• [Extrait choisi]

LeFaso.net, l'actualité Burkinabé sur le net
Proverbe du Jour : “Soyez un repère de qualité. Certaines personnes ne sont pas habituées à un environnement où on s’attend à l’excellence.” Steve jobs

Confédération paysanne du Faso : Les chantiers du nouveau président

Publié le mercredi 7 février 2007 à 07h59min

PARTAGER :                          

A l’issue de la tournée nationale d’information des membres de la Confédération paysanne du Faso (CPF) à la base, le président de ladite structure, Bassiaka Dao, tire les enseignements du périple dans les 13 régions. Il évoque également la prochaine Journée nationale du paysan (JNP) et deux chantiers qui lui tiennent à coeur : le prix minimum garanti et la centrale d’achat d’intrants.

Pourquoi avoir initié cette tournée ?

Cette tournée visait à meux faire connaître la confédération à ses membres à la base dans les 13 régions du Burkina Faso. Ce fut une occasion pour nous, les responsables de cette structure, de nous rapprocher des organisations à la base. Pendant une semaine, nous avons présenté les objectifs de la CPF, sa vision, son mandat et ses missions. Les échanges ont permis d’expliquer ce que nous pouvions faire ensemble avec le soutien de la base.

Vous avez attendu 5 ans pour entreprendre une telle tournée. S’imposait-elle vraiment ?

[Enregistrements issus d'une collecte de données]

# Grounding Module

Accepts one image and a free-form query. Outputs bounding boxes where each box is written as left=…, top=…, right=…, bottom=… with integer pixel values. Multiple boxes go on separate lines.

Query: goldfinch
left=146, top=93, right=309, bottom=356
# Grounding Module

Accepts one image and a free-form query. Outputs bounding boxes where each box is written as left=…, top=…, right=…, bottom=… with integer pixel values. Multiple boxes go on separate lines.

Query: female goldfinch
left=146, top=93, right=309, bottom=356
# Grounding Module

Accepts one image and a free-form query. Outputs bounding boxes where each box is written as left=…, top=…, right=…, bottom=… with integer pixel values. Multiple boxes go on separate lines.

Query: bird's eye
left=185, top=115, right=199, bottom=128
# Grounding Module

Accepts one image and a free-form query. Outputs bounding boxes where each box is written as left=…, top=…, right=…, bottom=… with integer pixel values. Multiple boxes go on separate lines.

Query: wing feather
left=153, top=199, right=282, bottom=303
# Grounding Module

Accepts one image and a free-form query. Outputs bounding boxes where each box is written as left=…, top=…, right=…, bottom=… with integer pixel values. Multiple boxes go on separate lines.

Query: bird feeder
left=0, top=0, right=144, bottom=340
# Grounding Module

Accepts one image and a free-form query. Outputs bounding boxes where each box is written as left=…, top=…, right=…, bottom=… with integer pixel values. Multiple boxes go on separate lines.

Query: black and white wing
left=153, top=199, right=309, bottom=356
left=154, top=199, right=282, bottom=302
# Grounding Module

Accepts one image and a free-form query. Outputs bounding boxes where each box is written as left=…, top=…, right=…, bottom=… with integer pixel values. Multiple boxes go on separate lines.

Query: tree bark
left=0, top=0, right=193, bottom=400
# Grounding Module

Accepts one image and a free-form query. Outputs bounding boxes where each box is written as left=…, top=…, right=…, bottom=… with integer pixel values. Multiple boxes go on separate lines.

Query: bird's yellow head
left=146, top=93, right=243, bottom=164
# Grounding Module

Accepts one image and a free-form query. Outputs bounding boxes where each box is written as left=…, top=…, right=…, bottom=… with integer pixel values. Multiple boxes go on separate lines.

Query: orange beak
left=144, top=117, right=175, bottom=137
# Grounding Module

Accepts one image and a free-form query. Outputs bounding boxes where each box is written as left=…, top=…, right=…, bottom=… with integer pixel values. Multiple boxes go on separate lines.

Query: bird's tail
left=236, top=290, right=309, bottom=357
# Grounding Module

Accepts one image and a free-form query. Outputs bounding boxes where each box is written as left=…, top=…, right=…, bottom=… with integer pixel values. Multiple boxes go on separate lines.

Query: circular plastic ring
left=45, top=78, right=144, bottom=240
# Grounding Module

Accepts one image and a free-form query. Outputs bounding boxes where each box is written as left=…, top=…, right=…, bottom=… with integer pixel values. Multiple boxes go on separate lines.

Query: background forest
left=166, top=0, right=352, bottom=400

• [Travail à faire]
**1.** Dans l'entretien sur la Confédération paysanne du Faso, relevez tout ce que les responsables ont présenté aux membres pendant la semaine de tournée.
**2.** Poursuivez l'entretien sur la Confédération paysanne du Faso après sa dernière phrase.

• [Réponses attendues]
**1.** Les objectifs de la CPF, sa vision, son mandat et ses missions.

**2.**
Absolument. Depuis l’Assemblée constitutive à Bobo en 2002, puis l’assemblée générale de décembre 2006, il nous fallait un cadre d’échanges sur des sujets plus généraux mais importants pour la vie de notre organisation. Il nous fallait associer la base pour comprendre sa lecture de certains sujets qui nous préoccupent. C’était une façon pour nous de combler le déficit d’information qui existait entre la base et le sommet.

Conduire une tournée nationale n’est pas chose facile. Comment la confédération s’est-elle organisée ?

Trois équipes ont été constituées. Une en direction de l’Ouest, l’autre sur le Plateau central et la dernière a tourné dans les régions de l’Est. Chaque équipe était constituée de leaders paysans et d’un organe de presse. Dans chaque région nous avons sollicité l’appui des médias locaux pour la couverture de l’événement.

Votre équipe a parcouru l’Ouest du pays. Quel message avez-vous délivré ?

A l’Ouest, nous avons dit au paysans que la confédération était leur. C’est par leur volonté que la CPF est née en 2002. Il est donc nécessaire que nos membres à la base en tiennent compte dans leurs activités. C’est à travers eux que la confédération vit.

Quel bilan faites-vous de la tournée ?

Personnellement, je suis très satisfait des résultats de la tournée. Cela m’a permis de toucher du doigt les réalités de notre organisation sur le terrain. Il y a surtout les préoccupations que la base a fait ressortir. Que ce soit dans la Boucle du Mouhoun, les Hauts-Bassins, les Cascades ou la région du Sud-Ouest, on a parlé de la cherté des intrants, du prix bas des céréales, du prix du coton, du manque d’information sur la confédération et sur les activités qu’elle mène tant au niveau national que sous- régional.

La base nous a interpellés sur la façon dont la confédération pourrait lui venir en appui pour certaines activités. Nous avons fait ensemble le constat que, pour être plus opérationnels, les membres avaient besoin d’une meilleure structuration pour être en phase avec la confédération.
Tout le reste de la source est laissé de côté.